• **Supplied records**:
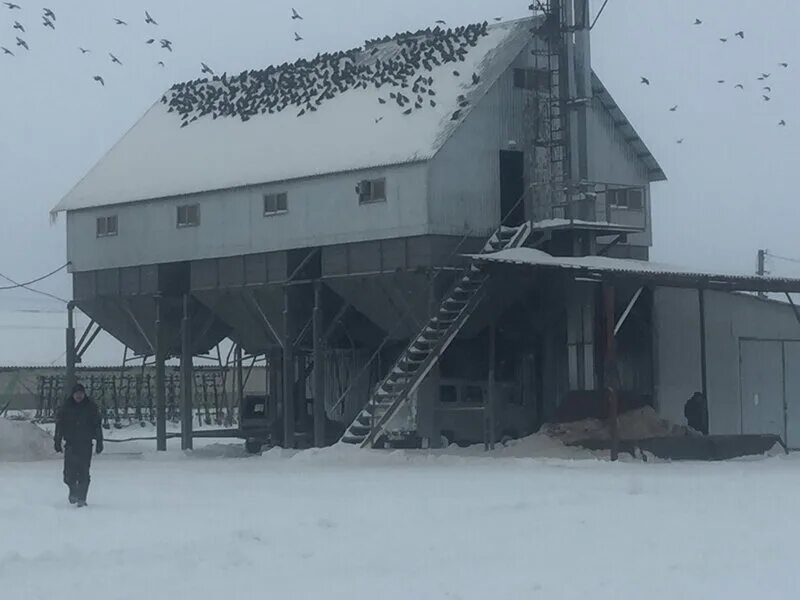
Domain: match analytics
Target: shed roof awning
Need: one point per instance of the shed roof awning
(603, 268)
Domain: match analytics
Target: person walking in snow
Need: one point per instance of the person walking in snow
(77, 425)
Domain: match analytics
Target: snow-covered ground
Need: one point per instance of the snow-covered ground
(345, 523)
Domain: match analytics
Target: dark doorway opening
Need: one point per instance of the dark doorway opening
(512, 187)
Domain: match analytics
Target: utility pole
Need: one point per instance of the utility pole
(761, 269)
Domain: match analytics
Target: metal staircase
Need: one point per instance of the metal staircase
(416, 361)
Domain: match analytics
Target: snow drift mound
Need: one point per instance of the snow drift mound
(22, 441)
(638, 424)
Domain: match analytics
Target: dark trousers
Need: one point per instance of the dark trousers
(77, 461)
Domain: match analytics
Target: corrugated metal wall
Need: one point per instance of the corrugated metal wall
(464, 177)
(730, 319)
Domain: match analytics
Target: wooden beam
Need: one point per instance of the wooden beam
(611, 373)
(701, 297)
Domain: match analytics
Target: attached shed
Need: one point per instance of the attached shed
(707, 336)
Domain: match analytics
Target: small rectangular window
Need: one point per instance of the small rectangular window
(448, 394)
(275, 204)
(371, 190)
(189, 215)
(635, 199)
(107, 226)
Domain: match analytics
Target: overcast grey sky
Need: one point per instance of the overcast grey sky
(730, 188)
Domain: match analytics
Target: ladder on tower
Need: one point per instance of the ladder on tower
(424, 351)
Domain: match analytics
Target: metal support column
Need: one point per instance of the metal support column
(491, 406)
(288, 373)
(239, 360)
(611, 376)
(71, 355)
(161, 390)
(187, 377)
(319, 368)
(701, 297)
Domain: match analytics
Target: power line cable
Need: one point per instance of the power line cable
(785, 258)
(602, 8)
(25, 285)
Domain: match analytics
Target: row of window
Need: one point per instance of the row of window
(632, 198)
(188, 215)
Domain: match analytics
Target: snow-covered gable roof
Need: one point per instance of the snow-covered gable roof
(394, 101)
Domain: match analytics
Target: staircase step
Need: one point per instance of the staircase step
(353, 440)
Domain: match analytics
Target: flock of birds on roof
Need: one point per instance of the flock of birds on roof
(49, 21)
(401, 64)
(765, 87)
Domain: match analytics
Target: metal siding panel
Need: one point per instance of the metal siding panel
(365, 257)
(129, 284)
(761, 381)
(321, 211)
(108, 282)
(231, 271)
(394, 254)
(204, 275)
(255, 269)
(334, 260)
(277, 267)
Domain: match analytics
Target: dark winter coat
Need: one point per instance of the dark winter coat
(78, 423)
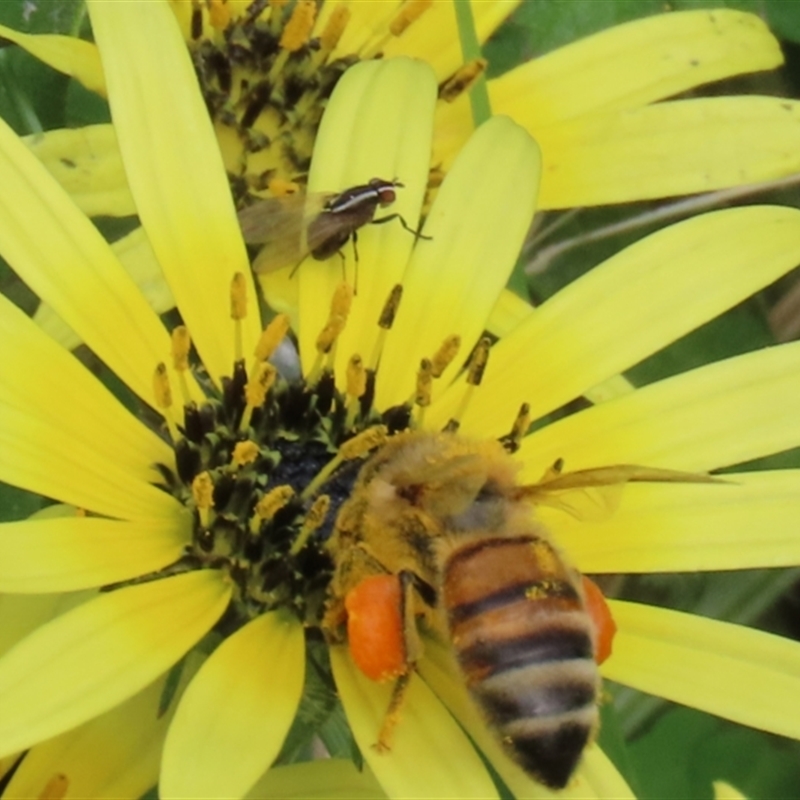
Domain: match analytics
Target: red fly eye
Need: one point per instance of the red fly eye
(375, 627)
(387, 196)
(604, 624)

• **What the task requires**: Set down every entry word for word, but omit the pictures.

• **Answer**:
Domain: match analytics
Target: shed roof awning
Need: one point per instance of the shed roof awning
(603, 268)
Domain: match analytics
Target: person walking in snow
Need: one point per instance of the person walking in snow
(77, 425)
Domain: match analytics
Target: snow-covered ground
Need: one point per instance of the snow-covered ground
(345, 523)
Domain: match analytics
Target: dark doorway opening
Need: one point per instance of the dark doorway opening
(512, 187)
Domain: match analytics
Target: utility pole
Need: one point per instance of the utility pole
(761, 269)
Domain: match analytics
Target: metal staircase
Need: one point per instance of the metal staircase
(416, 361)
Domain: match analytics
Target: snow drift mound
Need: one point per instance of the snow drift mound
(22, 441)
(638, 424)
Domain: match analytics
Target: dark trousers
Need: one point per instance of the dark trousers
(77, 461)
Domain: match analytics
Target: corrugated metal wall
Need: one point per instance of the corrugated metal wall
(464, 177)
(730, 319)
Domain: match analytics
Target: wooden beam
Need: one point per instance of the wooden beam
(611, 373)
(701, 297)
Domain: match analytics
Target: attached shed
Need: one point per instance of the attached shed
(707, 336)
Domain: match analytics
Target: small rectangular window
Need: one point per instance of the small rectangular window
(448, 394)
(275, 204)
(371, 190)
(189, 215)
(635, 199)
(107, 226)
Domain: match analytics
Target: overcast grey sky
Need: one point per instance of the overcast grey sky
(730, 188)
Domain: match analytics
Target: ladder on tower
Need: one point per instance of the ladder on tower
(424, 351)
Domain: match analytics
Target: metal support column
Need: one point per instance of the metal support column
(491, 406)
(288, 373)
(239, 360)
(611, 376)
(71, 355)
(161, 390)
(187, 377)
(319, 368)
(701, 297)
Domain: match analytics
Target: power line cable
Need: one point per instance of the power line cable
(785, 258)
(602, 8)
(25, 285)
Domain: match analytics
Target: row of window
Need: one point per instance of the row of window
(632, 198)
(188, 215)
Domain: match analytics
Target: snow-covered gable roof
Need: one point per instance of the snow-covered gable roof
(394, 101)
Domain: match analytics
Target: staircase step
Need: one point per instance of the staircase step
(353, 440)
Domain: match analytics
Target: flock of birds on roof
Need: one point per instance of the flock of birds on roof
(49, 21)
(401, 64)
(765, 87)
Domain: match analytics
Target: metal siding panel
Need: one point per instance of the metal siding panel
(365, 257)
(129, 284)
(761, 381)
(321, 211)
(108, 282)
(231, 271)
(394, 254)
(204, 275)
(255, 269)
(334, 260)
(277, 267)
Domain: match analytics
Target: dark winter coat
Need: one point per instance of the dark winter coat
(78, 423)
Domain: match analytics
Target: red fly eye
Need: one point per instance of the red fly eye
(375, 627)
(387, 196)
(604, 624)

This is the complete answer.